== Extracted text ==
Primary transcriptome map of the hyperthermophilic archaeon Thermococcus kodakarensis
BMC Genomics 2014, 15:684 doi:10.1186/1471-2164-15-684Published: 16 August 2014
Prokaryotes have relatively small genomes, densely-packed with protein-encoding sequences. RNA sequencing has, however, revealed surprisingly complex transcriptomes and here we report the transcripts present in the model hyperthermophilic Archaeon, Thermococcus kodakarensis, under different physiological conditions.
Sequencing cDNA libraries, generated from RNA isolated from cells under different growth and metabolic conditions has identified >2,700 sites of transcription initiation, established a genome-wide map of transcripts, and consensus sequences for transcription initiation and post-transcription regulatory elements. The primary transcription start sites (TSS) upstream of 1,254 annotated genes, plus 644 primary TSS and their promoters within genes, are identified. Most mRNAs have a 5'-untranslated region (5'-UTR) 10 to 50 nt long (median = 16 nt), but ~20% have 5'-UTRs from 50 to 300 nt long and ~14% are leaderless. Approximately 50% of mRNAs contain a consensus ribosome binding sequence. The results identify TSS for 1,018 antisense transcripts, most with sequences complementary to either the 5'- or 3'-region of a sense mRNA, and confirm the presence of transcripts from all three CRISPR loci, the RNase P and 7S RNAs, all tRNAs and rRNAs and 69 predicted snoRNAs. Two putative riboswitch RNAs were present in growing but not in stationary phase cells. The procedure used is designed to identify TSS but, assuming that the number of cDNA reads correlates with transcript abundance, the results also provide a semi-quantitative documentation of the differences in T. kodakarensis genome expression under different growth conditions and confirm previous observations of substrate-dependent specific gene expression. Many previously unanticipated small RNAs have been identified, some with relative low GC contents (<=50%) and sequences that do not fold readily into base-paired secondary structures, contrary to the classical expectations for non-coding RNAs in a hyperthermophile.

== Material supplied ==

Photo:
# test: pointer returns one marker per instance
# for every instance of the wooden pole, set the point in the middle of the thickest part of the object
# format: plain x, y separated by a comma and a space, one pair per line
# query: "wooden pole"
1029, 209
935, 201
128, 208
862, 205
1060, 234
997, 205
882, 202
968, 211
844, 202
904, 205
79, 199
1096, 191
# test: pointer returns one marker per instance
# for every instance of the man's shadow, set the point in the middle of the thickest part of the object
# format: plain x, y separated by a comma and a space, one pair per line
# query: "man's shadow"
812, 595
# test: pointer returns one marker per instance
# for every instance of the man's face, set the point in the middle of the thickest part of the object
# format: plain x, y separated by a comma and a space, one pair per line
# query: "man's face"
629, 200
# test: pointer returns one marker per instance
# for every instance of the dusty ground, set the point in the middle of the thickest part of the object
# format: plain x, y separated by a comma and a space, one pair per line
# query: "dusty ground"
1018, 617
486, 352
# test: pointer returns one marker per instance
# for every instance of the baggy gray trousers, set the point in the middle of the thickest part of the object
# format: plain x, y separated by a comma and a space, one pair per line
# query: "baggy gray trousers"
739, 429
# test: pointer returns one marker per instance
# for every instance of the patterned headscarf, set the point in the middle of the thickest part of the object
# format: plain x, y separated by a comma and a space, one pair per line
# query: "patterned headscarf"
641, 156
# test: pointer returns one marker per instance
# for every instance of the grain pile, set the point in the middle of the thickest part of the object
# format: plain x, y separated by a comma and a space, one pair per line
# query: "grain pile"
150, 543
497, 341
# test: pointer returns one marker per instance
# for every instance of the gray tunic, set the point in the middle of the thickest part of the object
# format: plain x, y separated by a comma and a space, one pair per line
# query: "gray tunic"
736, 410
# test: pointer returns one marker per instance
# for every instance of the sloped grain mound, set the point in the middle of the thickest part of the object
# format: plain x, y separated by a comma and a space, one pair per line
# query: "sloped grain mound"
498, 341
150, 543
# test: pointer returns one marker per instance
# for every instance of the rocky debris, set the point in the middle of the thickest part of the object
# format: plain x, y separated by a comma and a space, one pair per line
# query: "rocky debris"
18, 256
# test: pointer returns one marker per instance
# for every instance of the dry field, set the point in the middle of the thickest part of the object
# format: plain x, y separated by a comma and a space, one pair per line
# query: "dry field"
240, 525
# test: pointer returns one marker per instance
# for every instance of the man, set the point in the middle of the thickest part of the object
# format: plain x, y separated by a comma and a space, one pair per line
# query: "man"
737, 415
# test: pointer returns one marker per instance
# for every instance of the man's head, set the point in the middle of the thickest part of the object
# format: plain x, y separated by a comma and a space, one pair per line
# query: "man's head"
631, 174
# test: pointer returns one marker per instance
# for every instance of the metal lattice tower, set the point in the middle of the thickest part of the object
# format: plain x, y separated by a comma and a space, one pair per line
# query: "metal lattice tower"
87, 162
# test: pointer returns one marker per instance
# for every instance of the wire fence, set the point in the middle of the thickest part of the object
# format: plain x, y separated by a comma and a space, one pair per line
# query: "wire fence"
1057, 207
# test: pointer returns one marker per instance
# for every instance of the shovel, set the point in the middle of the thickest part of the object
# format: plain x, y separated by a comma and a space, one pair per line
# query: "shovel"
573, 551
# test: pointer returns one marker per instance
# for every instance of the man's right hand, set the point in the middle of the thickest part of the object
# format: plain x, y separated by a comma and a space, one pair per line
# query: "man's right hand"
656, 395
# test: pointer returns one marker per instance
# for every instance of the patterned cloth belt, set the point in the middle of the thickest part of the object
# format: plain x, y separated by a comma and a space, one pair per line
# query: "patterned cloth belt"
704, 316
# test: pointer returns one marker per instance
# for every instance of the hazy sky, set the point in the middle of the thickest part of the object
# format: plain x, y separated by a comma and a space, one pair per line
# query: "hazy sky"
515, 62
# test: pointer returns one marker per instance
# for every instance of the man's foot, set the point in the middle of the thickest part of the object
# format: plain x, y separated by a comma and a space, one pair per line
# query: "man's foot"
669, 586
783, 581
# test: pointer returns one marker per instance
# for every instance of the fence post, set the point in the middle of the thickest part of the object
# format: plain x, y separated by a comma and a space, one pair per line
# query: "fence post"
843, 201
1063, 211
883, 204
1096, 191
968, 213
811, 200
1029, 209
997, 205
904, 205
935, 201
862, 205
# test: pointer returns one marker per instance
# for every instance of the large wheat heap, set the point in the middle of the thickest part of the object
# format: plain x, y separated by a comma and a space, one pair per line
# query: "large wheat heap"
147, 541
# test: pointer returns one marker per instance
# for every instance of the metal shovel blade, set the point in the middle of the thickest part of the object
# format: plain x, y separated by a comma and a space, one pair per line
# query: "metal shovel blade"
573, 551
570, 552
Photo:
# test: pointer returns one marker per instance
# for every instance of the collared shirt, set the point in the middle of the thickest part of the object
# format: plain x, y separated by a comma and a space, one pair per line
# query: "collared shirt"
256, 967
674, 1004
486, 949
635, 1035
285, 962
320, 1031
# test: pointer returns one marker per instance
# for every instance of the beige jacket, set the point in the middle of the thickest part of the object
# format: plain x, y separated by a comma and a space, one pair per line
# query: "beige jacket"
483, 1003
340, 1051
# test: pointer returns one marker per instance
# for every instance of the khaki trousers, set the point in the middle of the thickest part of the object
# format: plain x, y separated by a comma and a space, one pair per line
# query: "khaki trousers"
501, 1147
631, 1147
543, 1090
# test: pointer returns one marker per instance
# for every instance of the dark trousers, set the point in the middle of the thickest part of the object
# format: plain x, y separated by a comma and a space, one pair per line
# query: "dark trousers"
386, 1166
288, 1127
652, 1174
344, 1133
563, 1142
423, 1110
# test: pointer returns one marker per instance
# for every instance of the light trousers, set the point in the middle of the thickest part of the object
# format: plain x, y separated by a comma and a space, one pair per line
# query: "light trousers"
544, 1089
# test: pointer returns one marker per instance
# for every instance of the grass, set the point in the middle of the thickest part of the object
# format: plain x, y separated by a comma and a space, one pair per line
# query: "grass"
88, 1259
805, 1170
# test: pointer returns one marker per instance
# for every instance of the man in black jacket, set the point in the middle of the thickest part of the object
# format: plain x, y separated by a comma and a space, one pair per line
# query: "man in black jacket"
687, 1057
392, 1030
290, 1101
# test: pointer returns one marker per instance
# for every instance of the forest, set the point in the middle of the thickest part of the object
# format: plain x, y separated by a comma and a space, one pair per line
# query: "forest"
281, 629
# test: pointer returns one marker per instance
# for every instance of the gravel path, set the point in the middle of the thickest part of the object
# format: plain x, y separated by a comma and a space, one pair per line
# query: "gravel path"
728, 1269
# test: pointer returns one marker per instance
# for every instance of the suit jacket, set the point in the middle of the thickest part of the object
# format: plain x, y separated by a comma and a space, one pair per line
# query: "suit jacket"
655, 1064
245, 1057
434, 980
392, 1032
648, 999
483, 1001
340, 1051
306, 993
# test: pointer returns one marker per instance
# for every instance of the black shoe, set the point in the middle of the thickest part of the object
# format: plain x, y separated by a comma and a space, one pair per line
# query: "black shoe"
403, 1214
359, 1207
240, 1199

== Complete the following ==
(1) Using the text on the Thermococcus kodakarensis transcriptome, answer each question:
(a) On what date was it published?
(b) What is the median length of the 5'-UTR in most mRNAs?
(c) For how many antisense transcripts were TSS identified?
(2) Pick up the text on the Thermococcus kodakarensis transcriptome after its last sentence and carry it on.
The entries have nothing to do with the text about the Thermococcus kodakarensis transcriptome.

== Answers for the exercise ==
(1)
(a) 16 August 2014
(b) 16 nt
(c) 1,018

(2)
The results identify >2,700 TSS, including almost all of the primary sites of transcription initiation upstream of annotated genes, plus many secondary sites, sites within genes and sites resulting in antisense transcripts. The T. kodakarensis genome is small (~2.1 Mbp) and tightly packed with protein-encoding genes, but the transcriptomes established also contain many non-coding RNAs and predict extensive RNA-based regulation in this model Archaeon.